**REQUIREMENTS**
A: Decide whether each statement agrees with the baseball blog entry, answering yes or no and quoting the deciding words from the entry: (i) Big Monte grew up in Harlem in the 20's and 30's; (ii) Big Monte was a Dodgers fan; (iii) the narrator was more often called "Little Monte" than "Little Weasel".
B: Extend the baseball blog entry past its final sentence, keeping the same narrator and voice.

**READING PASSAGE**
******
Showing posts with label Baseball. Show all posts
Showing posts with label Baseball. Show all posts

Wednesday, March 30, 2011

Days of Reckoning: Entry No. '51, Play Ball!

"Little Weasel" ca. July 1951

You see, my old man, "Big Monte", was a Giants fan. He grew up in Harlem in the 20's and 30's.

By the 50's he'd sit on worn-cushioned iron high stools in joints like the Crossroads Bar & Grill and proselytize for Willie Mays as the "Best Ever Ballplayer" to any Dodgers or Yankees fan that dared breathe or hint otherwise. Myself, not far flung from the family tree, was dubbed "Little Monte" or more often "Little Weasel" by red-nosed imbibers like Crazy Mike, Timmy the Mop, Big and Little Milkshakes, the McKenzie Brothers, the O'Connor Boys, the Refugee, and Frank Bastogne. This was because I likewise campaigned for the canonization of No. 24 while I perched on the steaming stoops of the South Bronx or pranced around the teeming schoolyards of my youth.
******
**DATASET EXTRACT**
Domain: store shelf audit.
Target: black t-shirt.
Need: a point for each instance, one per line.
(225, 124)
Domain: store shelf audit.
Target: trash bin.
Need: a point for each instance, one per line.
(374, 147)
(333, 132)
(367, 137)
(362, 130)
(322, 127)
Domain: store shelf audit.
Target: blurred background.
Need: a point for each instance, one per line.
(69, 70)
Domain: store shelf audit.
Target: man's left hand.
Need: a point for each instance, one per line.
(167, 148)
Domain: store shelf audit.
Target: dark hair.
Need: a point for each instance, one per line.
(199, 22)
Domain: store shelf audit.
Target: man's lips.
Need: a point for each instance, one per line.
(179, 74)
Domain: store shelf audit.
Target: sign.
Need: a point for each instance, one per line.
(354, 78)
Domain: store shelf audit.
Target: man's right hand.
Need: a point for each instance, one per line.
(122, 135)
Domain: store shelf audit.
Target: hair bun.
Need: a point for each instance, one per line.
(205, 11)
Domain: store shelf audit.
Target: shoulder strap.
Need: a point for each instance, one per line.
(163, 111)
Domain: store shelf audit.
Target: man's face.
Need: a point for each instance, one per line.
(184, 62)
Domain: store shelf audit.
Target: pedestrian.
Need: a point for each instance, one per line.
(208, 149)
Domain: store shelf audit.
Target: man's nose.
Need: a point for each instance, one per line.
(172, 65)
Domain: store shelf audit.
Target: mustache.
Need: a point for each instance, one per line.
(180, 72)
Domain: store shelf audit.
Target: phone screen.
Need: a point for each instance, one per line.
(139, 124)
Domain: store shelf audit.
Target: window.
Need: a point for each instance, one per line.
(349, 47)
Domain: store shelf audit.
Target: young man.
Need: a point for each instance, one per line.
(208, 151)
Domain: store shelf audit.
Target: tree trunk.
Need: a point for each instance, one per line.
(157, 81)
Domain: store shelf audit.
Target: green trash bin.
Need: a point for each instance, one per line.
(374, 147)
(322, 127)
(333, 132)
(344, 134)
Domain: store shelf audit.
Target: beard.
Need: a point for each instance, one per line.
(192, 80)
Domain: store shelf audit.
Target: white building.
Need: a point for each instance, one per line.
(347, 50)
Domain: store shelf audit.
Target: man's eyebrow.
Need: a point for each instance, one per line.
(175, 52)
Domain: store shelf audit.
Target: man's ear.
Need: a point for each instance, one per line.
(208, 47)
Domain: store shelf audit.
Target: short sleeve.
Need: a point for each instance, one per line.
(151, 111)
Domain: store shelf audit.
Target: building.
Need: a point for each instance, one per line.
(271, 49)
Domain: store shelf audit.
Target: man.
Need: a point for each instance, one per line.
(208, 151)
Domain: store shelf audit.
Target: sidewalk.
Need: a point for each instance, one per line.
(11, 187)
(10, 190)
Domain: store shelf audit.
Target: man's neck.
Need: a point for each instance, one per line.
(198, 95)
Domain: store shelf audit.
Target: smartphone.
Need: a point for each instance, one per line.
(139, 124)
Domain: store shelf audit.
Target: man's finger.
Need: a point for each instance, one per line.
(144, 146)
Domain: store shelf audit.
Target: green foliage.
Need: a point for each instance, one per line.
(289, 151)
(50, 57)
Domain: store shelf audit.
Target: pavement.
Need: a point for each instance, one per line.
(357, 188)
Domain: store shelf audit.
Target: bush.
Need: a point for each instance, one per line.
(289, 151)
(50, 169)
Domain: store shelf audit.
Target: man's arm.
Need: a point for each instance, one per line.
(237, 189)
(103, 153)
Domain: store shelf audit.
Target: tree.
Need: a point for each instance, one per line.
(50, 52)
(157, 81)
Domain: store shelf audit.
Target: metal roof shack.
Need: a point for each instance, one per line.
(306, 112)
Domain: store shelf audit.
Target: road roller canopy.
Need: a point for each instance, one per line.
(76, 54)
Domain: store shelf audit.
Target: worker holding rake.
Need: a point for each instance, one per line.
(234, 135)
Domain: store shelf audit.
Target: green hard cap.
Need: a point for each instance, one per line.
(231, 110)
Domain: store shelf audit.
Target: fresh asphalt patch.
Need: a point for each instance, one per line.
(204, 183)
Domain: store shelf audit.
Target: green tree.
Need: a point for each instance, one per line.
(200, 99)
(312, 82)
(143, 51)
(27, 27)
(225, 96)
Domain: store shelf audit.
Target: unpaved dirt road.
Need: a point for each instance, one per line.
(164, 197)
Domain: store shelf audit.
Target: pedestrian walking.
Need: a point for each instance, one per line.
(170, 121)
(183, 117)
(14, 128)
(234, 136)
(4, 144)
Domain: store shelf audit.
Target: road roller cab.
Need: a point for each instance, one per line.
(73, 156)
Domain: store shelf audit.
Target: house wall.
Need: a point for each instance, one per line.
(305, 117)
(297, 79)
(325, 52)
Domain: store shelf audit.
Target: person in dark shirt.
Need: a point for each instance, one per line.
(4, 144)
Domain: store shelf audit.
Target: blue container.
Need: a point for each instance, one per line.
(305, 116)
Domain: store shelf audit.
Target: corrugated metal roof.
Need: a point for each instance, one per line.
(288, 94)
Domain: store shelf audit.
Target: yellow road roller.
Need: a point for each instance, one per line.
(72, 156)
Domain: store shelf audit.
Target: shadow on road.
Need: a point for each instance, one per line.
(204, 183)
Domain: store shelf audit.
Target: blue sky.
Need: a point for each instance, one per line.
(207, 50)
******
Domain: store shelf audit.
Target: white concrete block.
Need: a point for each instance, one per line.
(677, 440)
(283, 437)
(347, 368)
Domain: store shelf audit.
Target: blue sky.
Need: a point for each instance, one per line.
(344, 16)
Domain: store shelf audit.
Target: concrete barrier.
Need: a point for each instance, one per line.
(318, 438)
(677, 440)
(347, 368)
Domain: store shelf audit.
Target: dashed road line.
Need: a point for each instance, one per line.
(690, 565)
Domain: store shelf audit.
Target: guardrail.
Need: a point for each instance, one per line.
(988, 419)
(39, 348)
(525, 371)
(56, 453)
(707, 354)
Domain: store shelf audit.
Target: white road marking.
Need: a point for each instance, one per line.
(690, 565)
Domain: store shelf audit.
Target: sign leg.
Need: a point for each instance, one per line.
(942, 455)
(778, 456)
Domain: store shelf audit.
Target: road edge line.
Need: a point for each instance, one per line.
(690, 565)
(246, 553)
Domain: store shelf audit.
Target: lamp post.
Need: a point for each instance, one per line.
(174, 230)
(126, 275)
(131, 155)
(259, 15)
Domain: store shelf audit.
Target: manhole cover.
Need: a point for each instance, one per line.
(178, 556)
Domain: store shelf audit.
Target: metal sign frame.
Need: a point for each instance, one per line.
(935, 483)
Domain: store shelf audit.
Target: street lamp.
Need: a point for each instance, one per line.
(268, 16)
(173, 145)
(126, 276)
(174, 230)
******
**REPLIES**
A:
(i) Yes: "He grew up in Harlem in the 20's and 30's."
(ii) No: "my old man, "Big Monte", was a Giants fan."
(iii) No: "dubbed "Little Monte" or more often "Little Weasel""

B:
It took me a long stretch of time to figure out why nobody's opinion ever nudged over so much as a fraction of an iota after one of those thousands, millions maybe, of lengthy and impassioned arguments over who was the best ballplayer, no matter how abundant or overwhelming was your presentation; no matter how glaring were your selected truths. The fact was plainly that Baseball was your religion, your Team was your faith, your Ballyard was your church, and your Hero was your, well you know, your God. Be he Willie, Mickey, or the Duke.

Play Ball!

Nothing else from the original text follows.